— Begin Supplied data —

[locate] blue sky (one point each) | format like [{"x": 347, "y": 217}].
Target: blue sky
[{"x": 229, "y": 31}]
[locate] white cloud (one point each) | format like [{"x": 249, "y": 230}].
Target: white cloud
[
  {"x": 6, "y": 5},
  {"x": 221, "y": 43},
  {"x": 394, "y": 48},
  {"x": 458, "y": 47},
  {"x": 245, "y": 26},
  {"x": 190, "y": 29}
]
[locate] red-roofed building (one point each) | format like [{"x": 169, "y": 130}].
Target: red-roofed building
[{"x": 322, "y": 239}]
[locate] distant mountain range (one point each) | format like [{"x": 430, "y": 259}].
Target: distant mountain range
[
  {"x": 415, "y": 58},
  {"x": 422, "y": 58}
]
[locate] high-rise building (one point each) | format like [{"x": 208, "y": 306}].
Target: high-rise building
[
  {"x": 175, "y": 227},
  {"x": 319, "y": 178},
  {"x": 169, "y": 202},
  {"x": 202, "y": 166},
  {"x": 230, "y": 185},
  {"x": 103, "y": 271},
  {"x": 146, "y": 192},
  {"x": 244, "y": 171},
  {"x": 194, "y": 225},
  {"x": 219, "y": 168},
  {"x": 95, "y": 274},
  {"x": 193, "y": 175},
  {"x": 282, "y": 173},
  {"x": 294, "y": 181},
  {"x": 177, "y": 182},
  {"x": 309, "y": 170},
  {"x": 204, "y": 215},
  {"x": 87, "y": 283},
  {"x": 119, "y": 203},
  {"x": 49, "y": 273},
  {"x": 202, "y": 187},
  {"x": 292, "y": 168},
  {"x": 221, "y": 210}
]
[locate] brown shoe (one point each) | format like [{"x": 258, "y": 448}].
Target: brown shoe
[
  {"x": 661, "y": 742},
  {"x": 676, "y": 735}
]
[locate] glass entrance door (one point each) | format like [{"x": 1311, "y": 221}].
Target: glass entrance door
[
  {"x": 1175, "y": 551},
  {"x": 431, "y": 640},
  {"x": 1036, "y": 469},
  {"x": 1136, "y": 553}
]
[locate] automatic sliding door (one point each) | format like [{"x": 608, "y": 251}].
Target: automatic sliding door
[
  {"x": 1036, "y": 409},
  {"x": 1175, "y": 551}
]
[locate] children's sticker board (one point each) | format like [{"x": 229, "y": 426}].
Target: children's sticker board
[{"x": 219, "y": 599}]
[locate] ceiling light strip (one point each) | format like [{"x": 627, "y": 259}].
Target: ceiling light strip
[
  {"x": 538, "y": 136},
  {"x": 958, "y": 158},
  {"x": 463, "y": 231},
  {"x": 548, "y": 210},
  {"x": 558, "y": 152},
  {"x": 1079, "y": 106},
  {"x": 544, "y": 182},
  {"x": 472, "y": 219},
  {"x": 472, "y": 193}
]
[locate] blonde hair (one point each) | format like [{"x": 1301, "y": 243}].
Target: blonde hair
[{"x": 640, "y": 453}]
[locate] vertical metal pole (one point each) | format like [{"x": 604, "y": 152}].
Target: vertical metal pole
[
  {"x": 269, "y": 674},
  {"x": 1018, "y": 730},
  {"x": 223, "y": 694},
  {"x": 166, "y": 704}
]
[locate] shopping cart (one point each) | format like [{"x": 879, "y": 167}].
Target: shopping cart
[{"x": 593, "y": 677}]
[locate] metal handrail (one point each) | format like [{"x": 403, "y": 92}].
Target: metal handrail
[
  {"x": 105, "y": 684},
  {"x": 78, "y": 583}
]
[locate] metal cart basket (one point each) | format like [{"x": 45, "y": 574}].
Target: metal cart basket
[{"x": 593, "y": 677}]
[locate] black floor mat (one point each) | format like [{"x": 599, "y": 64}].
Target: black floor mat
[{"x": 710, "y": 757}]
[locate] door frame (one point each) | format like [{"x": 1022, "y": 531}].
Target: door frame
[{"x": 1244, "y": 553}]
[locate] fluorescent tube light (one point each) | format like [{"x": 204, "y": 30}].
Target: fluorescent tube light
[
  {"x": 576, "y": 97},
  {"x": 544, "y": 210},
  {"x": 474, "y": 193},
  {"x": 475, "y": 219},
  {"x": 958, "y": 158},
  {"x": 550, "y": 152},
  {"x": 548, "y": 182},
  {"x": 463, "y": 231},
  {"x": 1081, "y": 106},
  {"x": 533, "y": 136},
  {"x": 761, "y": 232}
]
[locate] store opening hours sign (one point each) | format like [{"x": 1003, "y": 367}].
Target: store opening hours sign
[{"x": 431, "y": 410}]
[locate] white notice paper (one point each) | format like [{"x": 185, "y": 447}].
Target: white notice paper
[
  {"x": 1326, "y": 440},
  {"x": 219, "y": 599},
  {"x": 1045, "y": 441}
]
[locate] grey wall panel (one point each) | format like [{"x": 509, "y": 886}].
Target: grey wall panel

— End Supplied data —

The records above need to be transcribed in full. Keep every character unchanged.

[locate] blue sky (one point each) | format like [{"x": 347, "y": 217}].
Target: blue sky
[{"x": 229, "y": 31}]
[locate] white cloud (one point each) | format like [{"x": 249, "y": 230}].
Target: white cloud
[
  {"x": 6, "y": 5},
  {"x": 221, "y": 43},
  {"x": 394, "y": 48},
  {"x": 458, "y": 47},
  {"x": 245, "y": 26},
  {"x": 190, "y": 29}
]
[locate] red-roofed building (one point each) | format like [{"x": 169, "y": 130}].
Target: red-roofed building
[{"x": 322, "y": 239}]
[locate] distant mountain range (one point each) | format like [{"x": 430, "y": 259}].
Target: distant mountain range
[
  {"x": 415, "y": 58},
  {"x": 422, "y": 58}
]
[locate] high-rise building (one point each) | format like [{"x": 208, "y": 306}].
Target: high-rise building
[
  {"x": 175, "y": 227},
  {"x": 319, "y": 178},
  {"x": 169, "y": 202},
  {"x": 202, "y": 166},
  {"x": 230, "y": 185},
  {"x": 103, "y": 271},
  {"x": 146, "y": 192},
  {"x": 244, "y": 171},
  {"x": 194, "y": 225},
  {"x": 219, "y": 168},
  {"x": 95, "y": 274},
  {"x": 193, "y": 175},
  {"x": 282, "y": 173},
  {"x": 294, "y": 181},
  {"x": 177, "y": 182},
  {"x": 309, "y": 170},
  {"x": 204, "y": 215},
  {"x": 87, "y": 283},
  {"x": 119, "y": 203},
  {"x": 49, "y": 273},
  {"x": 202, "y": 187},
  {"x": 292, "y": 168},
  {"x": 221, "y": 210}
]
[locate] brown shoe (one point each) | format like [{"x": 258, "y": 448}].
Target: brown shoe
[
  {"x": 661, "y": 742},
  {"x": 676, "y": 735}
]
[locate] glass entrance door (one point each) | format like [{"x": 1311, "y": 221}].
Target: glass entrance door
[
  {"x": 1175, "y": 551},
  {"x": 431, "y": 640},
  {"x": 1036, "y": 469},
  {"x": 1136, "y": 553}
]
[locate] automatic sliding door (one point each) | format like [{"x": 608, "y": 251}].
Target: automatic sliding door
[
  {"x": 1036, "y": 409},
  {"x": 1175, "y": 551}
]
[locate] children's sticker board (one point each) | format like [{"x": 229, "y": 426}].
Target: children's sticker board
[{"x": 219, "y": 599}]
[locate] ceiling light strip (one point each) | format like [{"x": 627, "y": 259}].
Target: ceiling light strip
[
  {"x": 538, "y": 136},
  {"x": 958, "y": 158},
  {"x": 463, "y": 231},
  {"x": 548, "y": 210},
  {"x": 558, "y": 152},
  {"x": 1079, "y": 106},
  {"x": 544, "y": 182},
  {"x": 472, "y": 219},
  {"x": 472, "y": 193}
]
[locate] blonde hair (one point each) | format like [{"x": 1301, "y": 243}].
Target: blonde hair
[{"x": 640, "y": 453}]
[locate] vertical metal pole (one point each) | format like [{"x": 604, "y": 152}].
Target: vertical metal pole
[
  {"x": 269, "y": 674},
  {"x": 1018, "y": 730},
  {"x": 223, "y": 694},
  {"x": 166, "y": 704}
]
[locate] shopping cart (one point each) | format like [{"x": 879, "y": 167}].
Target: shopping cart
[{"x": 593, "y": 677}]
[locate] metal handrail (one point each) | format like [{"x": 403, "y": 92}].
Target: metal handrail
[
  {"x": 105, "y": 684},
  {"x": 78, "y": 583}
]
[locate] metal cart basket (one point each) | format like [{"x": 45, "y": 574}].
Target: metal cart basket
[{"x": 593, "y": 677}]
[locate] black floor mat (one point each) | format like [{"x": 599, "y": 64}].
Target: black floor mat
[{"x": 710, "y": 757}]
[locate] door frame (one point each) | format like [{"x": 1022, "y": 531}].
Target: door frame
[{"x": 1244, "y": 553}]
[locate] fluorescent tube light (one point each) | format like [{"x": 204, "y": 30}].
Target: fluorescent tube light
[
  {"x": 576, "y": 97},
  {"x": 544, "y": 210},
  {"x": 474, "y": 193},
  {"x": 475, "y": 219},
  {"x": 958, "y": 158},
  {"x": 550, "y": 152},
  {"x": 548, "y": 182},
  {"x": 463, "y": 231},
  {"x": 1081, "y": 106},
  {"x": 533, "y": 136},
  {"x": 761, "y": 232}
]
[locate] store opening hours sign (one point each) | format like [{"x": 1003, "y": 367}].
Target: store opening hours sign
[{"x": 431, "y": 410}]
[locate] white notice paper (one point each) | format like [{"x": 185, "y": 447}].
Target: white notice paper
[
  {"x": 1326, "y": 440},
  {"x": 219, "y": 599},
  {"x": 1045, "y": 441}
]
[locate] grey wall panel (one point each) | format like [{"x": 509, "y": 886}].
Target: grey wall panel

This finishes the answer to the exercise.